By that time, however, modem speeds had increased. The World Wide Web offered images, color, and the web browser Mosaic. What’s more, it was set up for commercial use and welcomed .com sites. Gopher, still embroiled in university politics in Minnesota, couldn’t keep up. Web traffic eclipsed Gopher traffic in 1994.
The idea of a digital library
It’s impossible to understand digital library history without the World Wide Web. But it takes more than gathering information online to make a digital library.
The internet provides access to digital information anywhere in the world. A digital library must have not only curated content, but organize it, mount it on suitable technology and enable people find it.
August 1991 makes a convenient place to start considering digital library history. A system called “e-print archive” went online. It was quickly renamed arXiv. It’s a free distribution service for open-access scholarly writings in certain scientific disciplines. Unlike traditional journals, articles are not peer reviewed. Much of the information, however, comes from publicly funded research. By the end of the 1990s, similar projects had started for other disciplines.
These archive services became the prototype for “institutional repositories.” That’s where universities and other research institutions collect and disseminate research conducted by their faculty or staff. They don’t quite constitute digital libraries.

**Given records**
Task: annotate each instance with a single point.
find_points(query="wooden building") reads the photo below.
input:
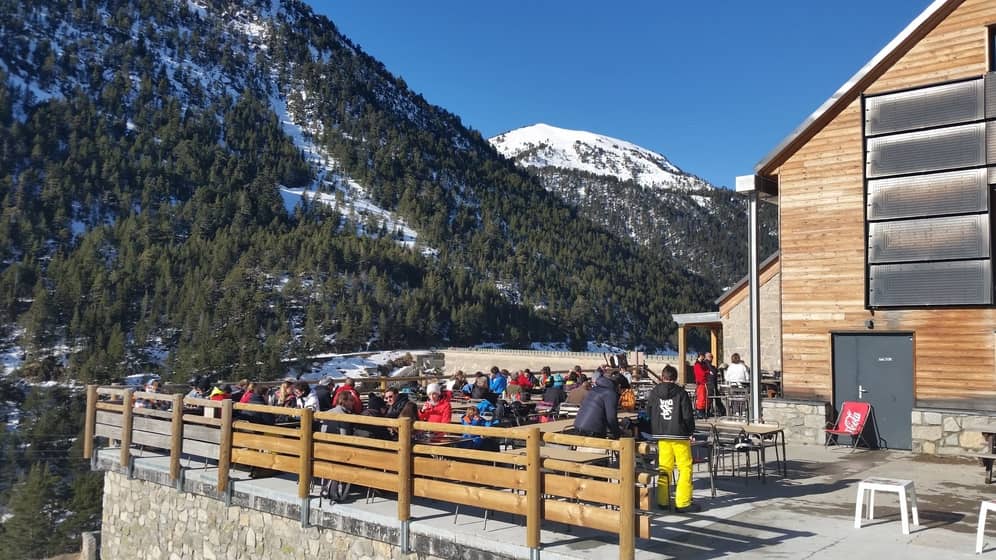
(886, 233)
==
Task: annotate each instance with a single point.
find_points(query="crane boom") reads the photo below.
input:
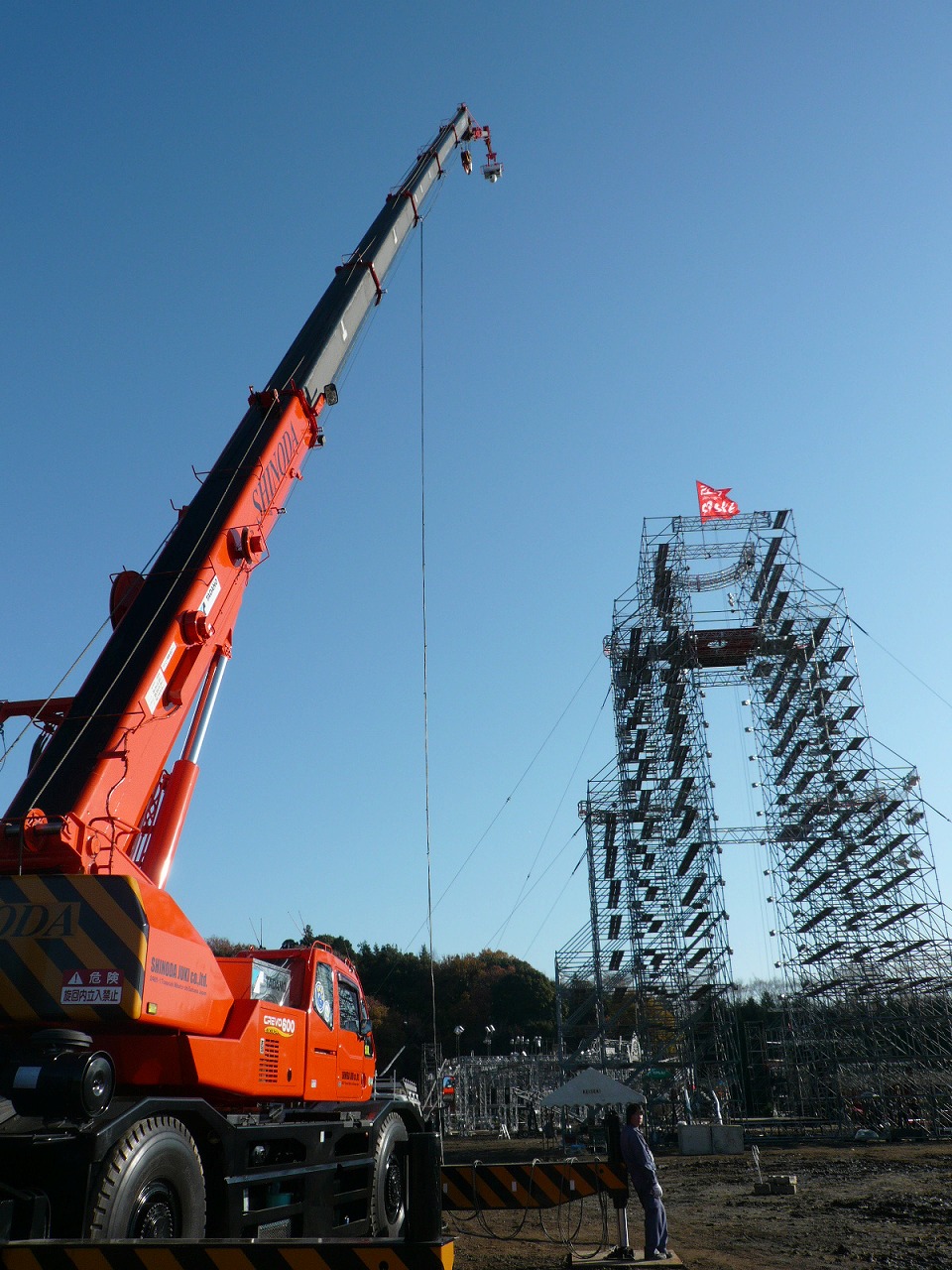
==
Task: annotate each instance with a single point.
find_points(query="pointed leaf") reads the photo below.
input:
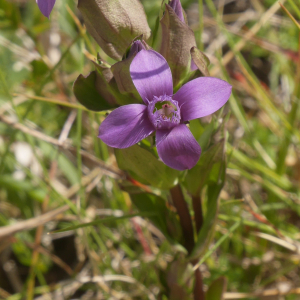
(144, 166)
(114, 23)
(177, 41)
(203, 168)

**Stated goal A**
Repeat the passage on digital library history word for word, from "August 1991 makes" up to and including "for other disciplines.".
**Stated goal B**
Write the next part of the passage on digital library history, starting after its last sentence.
The entries were taken from a separate source.

**Final answer A**
August 1991 makes a convenient place to start considering digital library history. A system called “e-print archive” went online. It was quickly renamed arXiv. It’s a free distribution service for open-access scholarly writings in certain scientific disciplines. Unlike traditional journals, articles are not peer reviewed. Much of the information, however, comes from publicly funded research. By the end of the 1990s, similar projects had started for other disciplines.

**Final answer B**
The Digital Library Initiative (DLI) started in the US in 1994. Similar projects exist in other countries, including developing nations. It funds projects that offer more of the functionality of a traditional library, including collection development. These collections comprise not only scholarly papers but also digitized maps, photographs, satellite images, videos, and more. DLI also pulls together research in digital library projects that had previously been fragmented among discipline-specific communities.
Many of the earliest projects that came out of DLI and equivalent initiatives were built from scratch. That is, some team would receive a research grant and design a digital library either to serve a specific community or design ways of organizing and presenting particular kinds of information. No other institution or community could simply reuse and install any of them.
Open access architecture and metadata standards
In 1995, the Networked Computer Science Technical Research Library attempted to bring some order to digital library development. It introduced the concept of open architecture. That is, its design is public, not a proprietary system owned by a particular company. Its structure makes it easy to add, upgrade, or swap out various components.
Open architecture meant that any institution could create a digital library using sets of standard protocols.
These include various metadata structures, that is, data about data. Libraries have provided some kind of catalog since antiquity. Catalog entries include such metadata as the title of an item and where to find it in the library. Modern library metadata also includes authors, date and place of publication, publisher, subject headings, and more.
Henriette Avram developed the first metadata scheme using computer technology for the Library of Congress in the 1960s. Still used today, it’s called MAchine Readable Cataloging (MARC). Digital libraries usually rely on a newer standard called Dublin Core.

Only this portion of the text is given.